Meanwhile, there is good reason to believe that weaponisation work is still occurring at Iran's military sites - where Iran's research on nuclear bomb designs is thought to have taken place in the past. Yet these have in practice been effectively exempted from inspections by the International Atomic Energy Agency (IAEA) under the terms of the deal. IAEA head Yukiya Amano recently conceded his agency has been unable to verify Iran's compliance with Section T of the JCPOA, the clause which prohibits work on weapons construction.

Finally, Iran continues openly to test nuclear-capable missiles, many apparently the result of North Korean technology transfers - exploiting a loophole in the UN Security Council resolution which implements the JCPOA to argue they are allowed.

All of this provides vital context for understanding US President Donald Trump's announcement on October 13 of his new strategy for confronting Iran's nuclear program. The core of that strategy is refusing to "certify" to the US Congress, as part of the latest periodic review he is required to make under a US law lifting sanctions, that the JCPOA is stopping Iran's nuclear progress and is in the US national interest.

As noted, given that the deal is not actually stopping Iran's nuclear progress in any of its three dimensions, he has good reason to do so.

Moreover, the deal says nothing about Iran's support for international terrorism - including its support and funding of terror groups Hamas and Hezbollah, Houthi rebels in Yemen, and the brutal Assad regime in Syria, contributing to a conflict in which over 500,000 people have been killed. Sanctions relief tied to the nuclear deal has provided Iran around US$100 billion to pursue its hegemonic ambitions, including carving out a land corridor to the Mediterranean via Iraq, Syria and Lebanon, and funding its proxies.

Therefore, as part of Trump's new strategy, the US has also placed new sanctions on the Iranian Revolutionary Guard Corps - Iran's elite military unit loyal to its Supreme Leader Ayatollah Ali Khamenei. US Treasury Secretary Steven Mnuchin said the IRGC has "played a central role to Iran becoming the world's foremost state sponsor of terror."

Trump's decision not to certify the agreement does not mean the US has withdrawn from the JCPOA, only that the US Congress will now consider the agreement with fresh eyes.

Moreover, he has strong public support for attempting to revise this deeply flawed agreement. According to the latest Harvard-Harris poll, 70% of Americans surveyed say the JCPOA should be renegotiated - including most Democrats.

Supporters of the current nuclear accord claim that there is no way in which new terms could be negotiated into an existing agreement - even though the JCPOA is not technically a binding treaty, but merely an informal understanding. In fact, there is ample precedent for this occurring, including US President Ronald Reagan's successful renegotiation of the Strategic Arms Limitation Treaty (SALT) with the Soviet Union, replacing it with the Strategic Arms Reduction Treaty (START), which actually did significantly more to reduce both countries' nuclear stockpiles.

### ACTION ITEM A
For the passage on the Iran nuclear deal, decide whether each statement agrees with it. Answer yes or no for each, and quote the passage's deciding words exactly.
(i) The IAEA head conceded his agency could not verify Iran's compliance with Section T of the JCPOA.
(ii) Trump's decision not to certify the agreement means the US has withdrawn from the JCPOA.
(iii) According to the Harvard-Harris poll, most Democrats oppose renegotiating the JCPOA.
### ACTION ITEM B
Output word for word the section of the Iran nuclear deal passage starting at "Trump's decision not" and ending at "including most Democrats.".

### EXCERPTED RECORDS
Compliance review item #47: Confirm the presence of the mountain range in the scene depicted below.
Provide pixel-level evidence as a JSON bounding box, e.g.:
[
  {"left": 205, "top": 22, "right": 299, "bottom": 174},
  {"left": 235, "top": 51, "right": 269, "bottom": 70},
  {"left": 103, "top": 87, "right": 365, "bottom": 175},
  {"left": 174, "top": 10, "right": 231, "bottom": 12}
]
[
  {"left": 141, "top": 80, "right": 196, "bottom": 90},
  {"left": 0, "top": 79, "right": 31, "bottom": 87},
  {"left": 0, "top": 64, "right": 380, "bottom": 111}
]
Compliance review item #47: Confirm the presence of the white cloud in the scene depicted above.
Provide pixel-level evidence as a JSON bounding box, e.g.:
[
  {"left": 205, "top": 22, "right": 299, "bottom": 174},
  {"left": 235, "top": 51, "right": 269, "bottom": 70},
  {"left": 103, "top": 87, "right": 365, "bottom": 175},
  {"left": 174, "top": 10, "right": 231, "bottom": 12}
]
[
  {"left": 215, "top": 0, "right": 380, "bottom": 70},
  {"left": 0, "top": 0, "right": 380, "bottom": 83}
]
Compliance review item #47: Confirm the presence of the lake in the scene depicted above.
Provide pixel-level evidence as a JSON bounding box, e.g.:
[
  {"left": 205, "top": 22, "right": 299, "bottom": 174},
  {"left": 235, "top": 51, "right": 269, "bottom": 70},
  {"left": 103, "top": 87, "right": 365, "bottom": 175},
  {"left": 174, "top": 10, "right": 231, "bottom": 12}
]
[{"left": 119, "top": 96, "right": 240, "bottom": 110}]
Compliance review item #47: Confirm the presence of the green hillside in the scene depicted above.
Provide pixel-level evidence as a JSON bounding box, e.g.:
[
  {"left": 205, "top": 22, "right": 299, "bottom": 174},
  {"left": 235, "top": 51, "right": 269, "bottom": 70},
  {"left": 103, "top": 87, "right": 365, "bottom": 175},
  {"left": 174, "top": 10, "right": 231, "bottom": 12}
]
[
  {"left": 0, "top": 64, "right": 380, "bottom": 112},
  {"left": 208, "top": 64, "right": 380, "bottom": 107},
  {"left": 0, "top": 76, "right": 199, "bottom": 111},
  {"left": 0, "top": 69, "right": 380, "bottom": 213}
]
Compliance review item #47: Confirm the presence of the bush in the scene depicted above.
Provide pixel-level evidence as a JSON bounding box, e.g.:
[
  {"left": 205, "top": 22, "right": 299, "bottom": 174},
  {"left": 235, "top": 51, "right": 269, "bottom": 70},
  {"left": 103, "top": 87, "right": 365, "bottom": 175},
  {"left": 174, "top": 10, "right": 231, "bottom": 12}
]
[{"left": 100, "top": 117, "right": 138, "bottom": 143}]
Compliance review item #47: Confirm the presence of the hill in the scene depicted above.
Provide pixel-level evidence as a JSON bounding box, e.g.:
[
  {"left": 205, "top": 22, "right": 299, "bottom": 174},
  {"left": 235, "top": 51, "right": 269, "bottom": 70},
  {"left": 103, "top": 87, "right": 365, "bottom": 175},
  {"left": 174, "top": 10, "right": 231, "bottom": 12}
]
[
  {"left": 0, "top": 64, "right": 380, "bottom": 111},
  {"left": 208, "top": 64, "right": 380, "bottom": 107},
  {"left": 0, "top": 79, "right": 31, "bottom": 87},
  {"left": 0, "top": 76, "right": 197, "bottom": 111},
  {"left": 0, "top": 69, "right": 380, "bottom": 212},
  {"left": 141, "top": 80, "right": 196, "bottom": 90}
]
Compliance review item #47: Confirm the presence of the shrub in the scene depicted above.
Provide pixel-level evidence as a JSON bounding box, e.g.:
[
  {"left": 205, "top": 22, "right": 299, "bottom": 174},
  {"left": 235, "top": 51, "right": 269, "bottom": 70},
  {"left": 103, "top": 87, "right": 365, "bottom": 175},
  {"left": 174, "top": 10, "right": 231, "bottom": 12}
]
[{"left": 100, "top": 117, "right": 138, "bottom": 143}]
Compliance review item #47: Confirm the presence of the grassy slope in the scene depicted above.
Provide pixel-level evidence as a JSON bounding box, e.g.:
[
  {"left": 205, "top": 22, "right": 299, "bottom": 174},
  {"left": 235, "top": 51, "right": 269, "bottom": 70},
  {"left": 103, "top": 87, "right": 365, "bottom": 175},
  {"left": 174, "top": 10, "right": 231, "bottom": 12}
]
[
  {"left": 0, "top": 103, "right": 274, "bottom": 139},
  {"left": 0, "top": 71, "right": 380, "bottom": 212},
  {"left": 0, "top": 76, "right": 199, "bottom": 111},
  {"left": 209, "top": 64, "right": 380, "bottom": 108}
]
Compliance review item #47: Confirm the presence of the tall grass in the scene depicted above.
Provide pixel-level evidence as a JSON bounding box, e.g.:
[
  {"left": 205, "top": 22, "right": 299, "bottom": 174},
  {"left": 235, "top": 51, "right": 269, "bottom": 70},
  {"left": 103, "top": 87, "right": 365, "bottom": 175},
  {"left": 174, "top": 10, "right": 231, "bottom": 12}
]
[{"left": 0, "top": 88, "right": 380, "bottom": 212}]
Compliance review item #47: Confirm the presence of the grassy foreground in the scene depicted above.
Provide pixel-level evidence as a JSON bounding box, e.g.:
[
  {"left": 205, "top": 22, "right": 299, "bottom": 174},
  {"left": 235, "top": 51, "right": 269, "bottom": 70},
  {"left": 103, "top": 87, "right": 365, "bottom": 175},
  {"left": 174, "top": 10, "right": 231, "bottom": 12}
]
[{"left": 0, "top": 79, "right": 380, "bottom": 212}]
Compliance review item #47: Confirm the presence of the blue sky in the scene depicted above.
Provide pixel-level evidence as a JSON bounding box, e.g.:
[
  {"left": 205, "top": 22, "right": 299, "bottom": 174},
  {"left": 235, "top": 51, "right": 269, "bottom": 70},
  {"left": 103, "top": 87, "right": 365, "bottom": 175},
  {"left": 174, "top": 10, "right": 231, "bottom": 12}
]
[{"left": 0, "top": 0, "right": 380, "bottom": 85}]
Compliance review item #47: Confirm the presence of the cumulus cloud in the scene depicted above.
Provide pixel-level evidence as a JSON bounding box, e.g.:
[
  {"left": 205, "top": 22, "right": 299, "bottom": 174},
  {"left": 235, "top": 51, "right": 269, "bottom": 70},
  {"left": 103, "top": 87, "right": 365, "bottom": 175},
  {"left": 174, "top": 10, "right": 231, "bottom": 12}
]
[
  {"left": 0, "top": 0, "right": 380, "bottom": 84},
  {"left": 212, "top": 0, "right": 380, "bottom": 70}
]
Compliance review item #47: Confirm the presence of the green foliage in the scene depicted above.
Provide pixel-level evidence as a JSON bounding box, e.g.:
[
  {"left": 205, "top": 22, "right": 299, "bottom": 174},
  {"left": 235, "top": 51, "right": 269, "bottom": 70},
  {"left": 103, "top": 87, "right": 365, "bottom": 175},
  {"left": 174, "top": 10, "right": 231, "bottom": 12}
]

### ANSWER SPACE A
(i) Yes: "IAEA head Yukiya Amano recently conceded his agency has been unable to verify Iran's compliance with Section T of the JCPOA"
(ii) No: "does not mean the US has withdrawn from the JCPOA"
(iii) No: "70% of Americans surveyed say the JCPOA should be renegotiated - including most Democrats"

### ANSWER SPACE B
Trump's decision not to certify the agreement does not mean the US has withdrawn from the JCPOA, only that the US Congress will now consider the agreement with fresh eyes.

Moreover, he has strong public support for attempting to revise this deeply flawed agreement. According to the latest Harvard-Harris poll, 70% of Americans surveyed say the JCPOA should be renegotiated - including most Democrats.